Prompt 1 ▸
In the excerpt below, which command has several options that print various paths?

On Fri, 9 Oct 2020, brian m. carlson wrote:

> git rev-parse has several options which print various paths.  Some of
> these paths are printed relative to the current working directory, and
> some are absolute.
>
> Normally, this is not a problem, but there are times when one wants
> paths entirely in one format or another.  This can be done trivially if
> the paths are canonical, but canonicalizing paths is not possible on
> some shell scripting environments which lack realpath(1) and also in Go,
> which lacks functions that properly canonicalize paths on Windows.

Prompt 2 ▸
Pick out every line of the records that contains the string "doorway".

Given entries ▸

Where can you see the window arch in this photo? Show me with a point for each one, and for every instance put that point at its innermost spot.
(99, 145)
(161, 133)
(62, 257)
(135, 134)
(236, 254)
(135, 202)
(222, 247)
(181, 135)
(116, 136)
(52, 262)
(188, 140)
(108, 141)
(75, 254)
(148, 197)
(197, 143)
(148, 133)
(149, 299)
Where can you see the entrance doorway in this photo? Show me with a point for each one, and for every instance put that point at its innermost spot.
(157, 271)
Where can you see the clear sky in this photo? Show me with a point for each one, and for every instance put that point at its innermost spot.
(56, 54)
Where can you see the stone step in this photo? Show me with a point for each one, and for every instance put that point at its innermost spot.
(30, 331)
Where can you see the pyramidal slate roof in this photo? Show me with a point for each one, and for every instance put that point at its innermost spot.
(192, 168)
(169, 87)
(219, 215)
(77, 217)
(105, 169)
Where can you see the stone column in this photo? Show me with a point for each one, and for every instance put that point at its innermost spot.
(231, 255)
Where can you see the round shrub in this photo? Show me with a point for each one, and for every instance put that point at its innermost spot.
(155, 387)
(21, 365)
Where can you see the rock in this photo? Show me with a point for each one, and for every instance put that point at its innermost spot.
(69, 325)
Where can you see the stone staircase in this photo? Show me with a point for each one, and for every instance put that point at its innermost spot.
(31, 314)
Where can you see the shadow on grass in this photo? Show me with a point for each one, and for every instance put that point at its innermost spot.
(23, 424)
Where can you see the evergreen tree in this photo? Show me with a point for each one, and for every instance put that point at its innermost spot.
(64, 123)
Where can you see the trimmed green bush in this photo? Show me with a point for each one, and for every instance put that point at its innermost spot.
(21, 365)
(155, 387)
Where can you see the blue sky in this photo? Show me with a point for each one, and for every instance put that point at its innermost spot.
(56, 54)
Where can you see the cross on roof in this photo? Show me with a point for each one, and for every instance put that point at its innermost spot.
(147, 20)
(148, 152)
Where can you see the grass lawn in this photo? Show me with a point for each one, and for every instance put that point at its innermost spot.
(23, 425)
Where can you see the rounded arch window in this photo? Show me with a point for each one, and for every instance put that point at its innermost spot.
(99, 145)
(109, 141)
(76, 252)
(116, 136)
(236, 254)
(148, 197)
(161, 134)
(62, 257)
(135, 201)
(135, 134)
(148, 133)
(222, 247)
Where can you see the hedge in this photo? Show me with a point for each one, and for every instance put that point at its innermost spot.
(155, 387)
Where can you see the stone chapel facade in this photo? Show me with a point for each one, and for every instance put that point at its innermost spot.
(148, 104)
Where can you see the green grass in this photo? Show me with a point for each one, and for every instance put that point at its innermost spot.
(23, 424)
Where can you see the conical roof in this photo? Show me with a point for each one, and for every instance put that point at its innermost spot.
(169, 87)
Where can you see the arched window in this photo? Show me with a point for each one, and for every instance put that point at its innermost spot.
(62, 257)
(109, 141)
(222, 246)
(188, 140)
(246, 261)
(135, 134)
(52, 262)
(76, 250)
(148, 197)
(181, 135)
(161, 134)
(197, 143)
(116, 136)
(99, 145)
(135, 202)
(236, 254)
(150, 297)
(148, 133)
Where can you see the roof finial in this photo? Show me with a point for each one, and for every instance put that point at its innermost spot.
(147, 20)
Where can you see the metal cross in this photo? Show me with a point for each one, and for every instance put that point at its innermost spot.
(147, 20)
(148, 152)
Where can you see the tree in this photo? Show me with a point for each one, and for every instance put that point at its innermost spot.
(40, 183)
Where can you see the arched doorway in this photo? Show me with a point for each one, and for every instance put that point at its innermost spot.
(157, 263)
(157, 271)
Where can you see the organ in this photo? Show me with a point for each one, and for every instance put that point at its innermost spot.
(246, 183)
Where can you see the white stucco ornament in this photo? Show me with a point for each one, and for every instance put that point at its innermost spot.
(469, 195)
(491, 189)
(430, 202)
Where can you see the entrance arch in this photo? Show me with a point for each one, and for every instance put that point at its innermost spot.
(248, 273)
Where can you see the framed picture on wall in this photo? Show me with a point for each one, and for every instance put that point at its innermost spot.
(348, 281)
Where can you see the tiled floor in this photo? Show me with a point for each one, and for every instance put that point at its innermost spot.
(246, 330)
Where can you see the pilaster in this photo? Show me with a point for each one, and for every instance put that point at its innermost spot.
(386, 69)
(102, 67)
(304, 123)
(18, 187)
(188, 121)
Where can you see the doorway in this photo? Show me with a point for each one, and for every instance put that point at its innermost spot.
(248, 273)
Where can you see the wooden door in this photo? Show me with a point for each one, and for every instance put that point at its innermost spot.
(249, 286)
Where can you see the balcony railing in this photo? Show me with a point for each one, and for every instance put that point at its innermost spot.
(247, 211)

Result 1 ▸
git rev-parse

Result 2 ▸
Where can you see the entrance doorway in this photo? Show me with a point for each one, and for every instance put that point at its innermost spot.
Where can you see the arched doorway in this photo? Show me with a point for each one, and for every instance put that point at its innermost spot.
Where can you see the doorway in this photo? Show me with a point for each one, and for every instance put that point at its innermost spot.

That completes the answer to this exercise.